◆ **Aim of the task**: Each record below should appear again exactly as written.

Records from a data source

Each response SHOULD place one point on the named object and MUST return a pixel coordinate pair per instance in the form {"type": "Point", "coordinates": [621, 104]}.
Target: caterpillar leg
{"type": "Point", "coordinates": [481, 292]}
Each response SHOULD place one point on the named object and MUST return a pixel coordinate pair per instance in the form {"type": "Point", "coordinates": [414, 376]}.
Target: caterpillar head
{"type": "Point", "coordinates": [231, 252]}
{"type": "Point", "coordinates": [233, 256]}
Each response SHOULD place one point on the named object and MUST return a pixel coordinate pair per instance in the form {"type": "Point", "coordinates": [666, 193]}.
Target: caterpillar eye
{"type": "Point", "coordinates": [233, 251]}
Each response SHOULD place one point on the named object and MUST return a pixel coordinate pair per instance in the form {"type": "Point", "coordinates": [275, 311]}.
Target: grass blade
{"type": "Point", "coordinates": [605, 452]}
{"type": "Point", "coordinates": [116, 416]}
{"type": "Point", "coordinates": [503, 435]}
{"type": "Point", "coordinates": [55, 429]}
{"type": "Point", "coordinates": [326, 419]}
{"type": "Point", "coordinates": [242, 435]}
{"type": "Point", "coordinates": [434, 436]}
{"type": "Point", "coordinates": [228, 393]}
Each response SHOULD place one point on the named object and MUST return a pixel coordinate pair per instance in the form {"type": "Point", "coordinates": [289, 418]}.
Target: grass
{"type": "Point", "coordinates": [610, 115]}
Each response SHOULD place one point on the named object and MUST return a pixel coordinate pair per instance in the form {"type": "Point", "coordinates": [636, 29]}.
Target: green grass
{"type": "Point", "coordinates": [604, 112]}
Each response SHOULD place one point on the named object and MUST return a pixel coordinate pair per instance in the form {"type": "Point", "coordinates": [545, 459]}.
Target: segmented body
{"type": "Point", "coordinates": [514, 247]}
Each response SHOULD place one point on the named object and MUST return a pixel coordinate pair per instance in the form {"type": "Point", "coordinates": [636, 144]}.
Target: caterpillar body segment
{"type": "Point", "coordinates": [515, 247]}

◆ **Task result**:
Each response SHOULD place one point on the named object and MUST return a pixel coordinate pair per instance in the form {"type": "Point", "coordinates": [621, 104]}.
Target: caterpillar leg
{"type": "Point", "coordinates": [481, 292]}
Each response SHOULD place one point on the named object and MUST return a pixel coordinate pair per instance in the form {"type": "Point", "coordinates": [414, 376]}.
Target: caterpillar head
{"type": "Point", "coordinates": [231, 252]}
{"type": "Point", "coordinates": [233, 256]}
Each response SHOULD place one point on the named object and MUST return a pixel coordinate pair per instance in the form {"type": "Point", "coordinates": [666, 193]}.
Target: caterpillar eye
{"type": "Point", "coordinates": [233, 251]}
Each response SHOULD place one point on the named object and MUST return a pixel coordinate pair per instance in the form {"type": "Point", "coordinates": [275, 311]}.
Target: grass blade
{"type": "Point", "coordinates": [605, 452]}
{"type": "Point", "coordinates": [116, 416]}
{"type": "Point", "coordinates": [503, 435]}
{"type": "Point", "coordinates": [55, 429]}
{"type": "Point", "coordinates": [326, 419]}
{"type": "Point", "coordinates": [242, 435]}
{"type": "Point", "coordinates": [434, 436]}
{"type": "Point", "coordinates": [228, 393]}
Each response SHOULD place one point on the named object and MUST return a pixel coordinate pair per instance in the form {"type": "Point", "coordinates": [289, 418]}.
Target: grass
{"type": "Point", "coordinates": [610, 115]}
Each response SHOULD place one point on the named object and MUST return a pixel coordinate pair per instance in the form {"type": "Point", "coordinates": [636, 29]}.
Target: green grass
{"type": "Point", "coordinates": [604, 112]}
Each response SHOULD place one point on the named object and MUST return a pixel coordinate pair per instance in the form {"type": "Point", "coordinates": [545, 459]}.
Target: segmented body
{"type": "Point", "coordinates": [514, 247]}
Each response SHOULD place one point on the named object and MUST return a pixel coordinate pair per instance in the form {"type": "Point", "coordinates": [636, 144]}.
Target: caterpillar body segment
{"type": "Point", "coordinates": [515, 247]}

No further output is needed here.